* Exercises:
**A.** List every equation in the differential equations text that carries a number in parentheses, and note which question each one belongs to.
**B.** Go on with the differential equations text from the point where it stops.

* Text segment:
* * * * * * *

In simple words: We start with the given curve equation. We differentiate it two times to remove the constants 'a' and 'b'. The final differential equation we get is \( y'' = 0 \).
Exam Tip: To eliminate arbitrary constants from an equation of a family of curves, differentiate the equation successively as many times as there are arbitrary constants. Then, eliminate the constants using the original equation and the derived differential equations.
Question 2. \( y^2 = a(b^2 – x^2) \)
Answer: The given equation is \( y^2 = a(b^2 – x^2) \).
Differentiating both sides with respect to \( x \), we get:
\( 2yy' = a(0 – 2x) \)
\( 2yy' = -2ax \) ... (2)
Differentiating again with respect to \( x \), we obtain:
\( 2(y' \cdot y' + y \cdot y'') = -2a \)
\( 2((y')^2 + yy'') = -2a \) ... (3)
Now, we can divide equation (3) by equation (2) to remove the constant \( a \):
\( \frac{2((y')^2 + yy'')}{2yy'} = \frac{-2a}{-2ax} \)
\( \frac{(y')^2 + yy'}{yy'} = \frac{1}{x} \)
Multiplying both sides by \( xyy' \), we get:
\( x((y')^2 + yy'') = yy' \)
\( x(y')^2 + xyy'' = yy' \)
Rearranging the terms, the needed differential equation is:
\( xyy'' + x(y')^2 - yy' = 0 \)
This can also be written as:
\( x\frac{d^2 y}{d x^2} + x\left(\frac{dy}{dx}\right)^2 - y\frac{dy}{dx} = 0 \).
In simple words: We start with the given curve equation. We differentiate it two times. Then, we divide the second derivative equation by the first derivative equation to get rid of the constant 'a'. Finally, we rearrange the terms to get the differential equation.
Exam Tip: For equations with multiple arbitrary constants, differentiate step-by-step. Division of one derived equation by another can be a useful technique to eliminate constants effectively.
Question 3. \( y = ae^{3x} + be^{-2x} \)
Answer: The given equation is \( y = ae^{3x} + be^{-2x} \) ... (1)
Differentiating with respect to \( x \), we get:
\( y' = 3ae^{3x} - 2be^{-2x} \) ... (2)
Differentiating again with respect to \( x \), we obtain:
\( y'' = 9ae^{3x} + 4be^{-2x} \) ... (3)
To eliminate \( a \) and \( b \), we can use a combination of these equations.
Multiply equation (1) by 2:
\( 2y = 2ae^{3x} + 2be^{-2x} \)
Add this to equation (2):
\( 2y + y' = (2ae^{3x} + 2be^{-2x}) + (3ae^{3x} - 2be^{-2x}) \)
\( 2y + y' = 5ae^{3x} \)
So, \( ae^{3x} = \frac{2y+y'}{5} \)
Now, multiply equation (1) by 3:
\( 3y = 3ae^{3x} + 3be^{-2x} \)
Subtract equation (2) from this:
\( 3y - y' = (3ae^{3x} + 3be^{-2x}) - (3ae^{3x} - 2be^{-2x}) \)

* * * * * * *

* Dataset section:

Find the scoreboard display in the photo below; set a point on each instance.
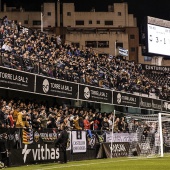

* * * * * * *

* Outputs by task:
**A.**
Question 2:
- (2): \( 2yy' = -2ax \)
- (3): \( 2((y')^2 + yy'') = -2a \)

Question 3:
- (1): \( y = ae^{3x} + be^{-2x} \)
- (2): \( y' = 3ae^{3x} - 2be^{-2x} \)
- (3): \( y'' = 9ae^{3x} + 4be^{-2x} \)

**B.**
\( 3y - y' = 5be^{-2x} \)
So, \( be^{-2x} = \frac{3y-y'}{5} \)
Now substitute these expressions for \( ae^{3x} \) and \( be^{-2x} \) into equation (3):
\( y'' = 9\left(\frac{2y+y'}{5}\right) + 4\left(\frac{3y-y'}{5}\right) \)
Multiply by 5:
\( 5y'' = 9(2y + y') + 4(3y – y') \)
\( 5y'' = 18y + 9y' + 12y – 4y' \)
\( 5y'' = 30y + 5y' \)
Rearranging the terms, we get the needed differential equation:
\( 5y'' - 5y' - 30y = 0 \)
Dividing by 5 gives:
\( y'' - y' - 6y = 0 \)
This can also be written as:
\( \frac{d^2 y}{d x^2} – \frac{dy}{dx} – 6y = 0 \).
In simple words: We have an equation with two constants. We differentiate it twice to get three equations. Then we combine these equations by multiplying and adding/subtracting them to eliminate the constants. This gives us the final differential equation without the 'a' and 'b'.
Exam Tip: For equations involving exponentials, look for linear combinations of the original and derived equations that allow for easy elimination of constants. Systematically combine the equations to isolate and remove each constant.
Question 4. \( y = e^{2x}(a + bx) \)
Answer: The curve is given by \( y = e^{2x}(a + bx) \) ... (1)
Differentiating with respect to \( x \) using the product rule:
\( y' = 2e^{2x}(a + bx) + e^{2x}(b) \)
\( y' = e^{2x}(2a + 2bx + b) \) ... (2)
Now, from equation (1), we know \( (a+bx) = \frac{y}{e^{2x}} \).
Let's rewrite (2) to separate \( e^{2x}(a+bx) \):
\( y' = 2e^{2x}(a+bx) + be^{2x} \)
Substitute \( y \) from (1):
\( y' = 2y + be^{2x} \)
Rearrange to get:
\( y' - 2y = be^{2x} \) ... (3)
Now, differentiate equation (3) with respect to \( x \):
\( y'' - 2y' = b(2e^{2x}) \)
\( y'' - 2y' = 2be^{2x} \) ... (4)
To eliminate \( b \), we can divide equation (4) by equation (3):
\( \frac{y'' - 2y'}{y' - 2y} = \frac{2be^{2x}}{be^{2x}} \)
\( \frac{y'' - 2y'}{y' - 2y} = 2 \)
Cross-multiplying gives:
\( y'' - 2y' = 2(y' - 2y) \)
\( y'' - 2y' = 2y' - 4y \)
Rearranging the terms, we get the needed differential equation:
\( y'' - 4y' + 4y = 0 \)
This can also be written as:
\( \frac{d^2 y}{d x^2} – 4\frac{dy}{dx} + 4y = 0 \).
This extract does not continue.